(WHAT IS REQUIRED): Retype every one of the rows below exactly, leaving out the pictures.

Rows of labeled objects with pointing:

◇ ◇ ◇ ◇

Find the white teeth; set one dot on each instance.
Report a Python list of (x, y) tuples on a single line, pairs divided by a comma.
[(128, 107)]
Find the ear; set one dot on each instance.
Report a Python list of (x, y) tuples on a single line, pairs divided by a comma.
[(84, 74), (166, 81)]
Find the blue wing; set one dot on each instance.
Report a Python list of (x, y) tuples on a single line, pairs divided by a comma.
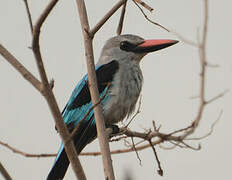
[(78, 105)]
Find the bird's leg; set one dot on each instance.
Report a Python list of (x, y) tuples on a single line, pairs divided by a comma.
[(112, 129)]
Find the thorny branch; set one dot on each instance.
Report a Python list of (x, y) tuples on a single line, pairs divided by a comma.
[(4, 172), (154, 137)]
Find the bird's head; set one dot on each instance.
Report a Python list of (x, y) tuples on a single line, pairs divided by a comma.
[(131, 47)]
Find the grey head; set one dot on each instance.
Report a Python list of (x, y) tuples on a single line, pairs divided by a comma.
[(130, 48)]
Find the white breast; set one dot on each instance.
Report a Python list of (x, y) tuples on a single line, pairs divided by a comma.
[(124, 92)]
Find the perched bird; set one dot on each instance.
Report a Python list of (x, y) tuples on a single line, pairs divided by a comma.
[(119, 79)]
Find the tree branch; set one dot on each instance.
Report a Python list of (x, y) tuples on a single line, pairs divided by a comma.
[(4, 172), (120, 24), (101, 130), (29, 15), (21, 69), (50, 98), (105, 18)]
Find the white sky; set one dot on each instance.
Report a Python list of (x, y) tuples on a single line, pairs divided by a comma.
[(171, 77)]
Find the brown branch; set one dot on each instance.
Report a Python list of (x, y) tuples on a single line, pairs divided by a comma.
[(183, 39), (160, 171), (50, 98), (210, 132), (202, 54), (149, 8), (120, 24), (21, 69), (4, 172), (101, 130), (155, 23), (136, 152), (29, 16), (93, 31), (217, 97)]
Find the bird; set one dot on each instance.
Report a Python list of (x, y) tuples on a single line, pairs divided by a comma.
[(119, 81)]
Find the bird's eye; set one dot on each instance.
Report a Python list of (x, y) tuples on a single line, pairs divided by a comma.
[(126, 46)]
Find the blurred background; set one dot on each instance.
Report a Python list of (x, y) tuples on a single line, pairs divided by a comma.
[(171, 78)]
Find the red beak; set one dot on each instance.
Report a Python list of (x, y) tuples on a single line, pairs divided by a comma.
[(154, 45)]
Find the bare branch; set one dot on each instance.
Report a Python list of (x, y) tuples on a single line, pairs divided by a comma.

◇ ◇ ◇ ◇

(ANSWER TO THE PROBLEM):
Find the white teeth; set one dot on each instance.
Report a Python list of (x, y) tuples on a single line, pairs divided by a comma.
[(128, 107)]
Find the ear; set one dot on each instance.
Report a Python list of (x, y) tuples on a single line, pairs divided by a comma.
[(84, 74), (166, 81)]
Find the blue wing; set one dot on each instance.
Report a Python list of (x, y) tuples on a single line, pairs divided by a comma.
[(78, 105)]
Find the bird's leg; set one dot on each instance.
Report a Python list of (x, y) tuples on a single line, pairs divided by a comma.
[(112, 129)]
Find the thorny branch; set one dot on each instance.
Report a Python list of (x, y) tuples on a single line, pairs divided by a comma.
[(4, 172), (154, 137)]
Find the bird's head; set one dot on each instance.
Report a Python list of (x, y) tuples on a single line, pairs divided by a comma.
[(131, 47)]
Find the grey head; set one dot on each instance.
Report a Python list of (x, y) tuples on a single line, pairs divided by a comma.
[(130, 48)]
Find the white breast; set one dot on each instance.
Report a Python list of (x, y) tuples on a single line, pairs divided by a comma.
[(124, 92)]
Find the perched bird; set one dot on each instance.
Report a Python list of (x, y) tuples on a single line, pairs divided by a comma.
[(119, 79)]
Find the tree branch; set one dot on each instance.
Report a Python list of (x, y) tuples on a single line, pairs divided by a comma.
[(4, 172), (120, 24), (101, 130), (29, 15), (21, 69), (50, 98), (105, 18)]
Find the white sky; set one dot on each instance.
Report a Python list of (x, y) tuples on a single line, pairs divided by a comma.
[(171, 77)]
Find the brown branch; set one dot on each instance.
Report a Python list of (x, y) tuples on a single line, pairs divided by a comma.
[(183, 39), (160, 171), (50, 98), (210, 132), (202, 54), (149, 8), (120, 24), (21, 69), (4, 172), (101, 130), (155, 23), (136, 152), (29, 16), (93, 31), (217, 97)]
Find the bird; set one dot on each instance.
Report a Python list of (x, y) tuples on a single line, pairs divided by a comma.
[(119, 81)]
Find the bird's eye; set one dot on each instance.
Report a Python list of (x, y) tuples on a single line, pairs divided by a comma.
[(126, 46)]
Find the blurred background; set one dot on each instance.
Report a Python list of (x, y) tuples on a single line, pairs divided by a comma.
[(171, 78)]
Find the red beak; set one dot on each instance.
Report a Python list of (x, y) tuples on a single line, pairs divided by a comma.
[(154, 45)]
Find the bare branch; set one dot on each instance.
Report a Python list of (x, y) tuples on a single line, pairs divided by a comma.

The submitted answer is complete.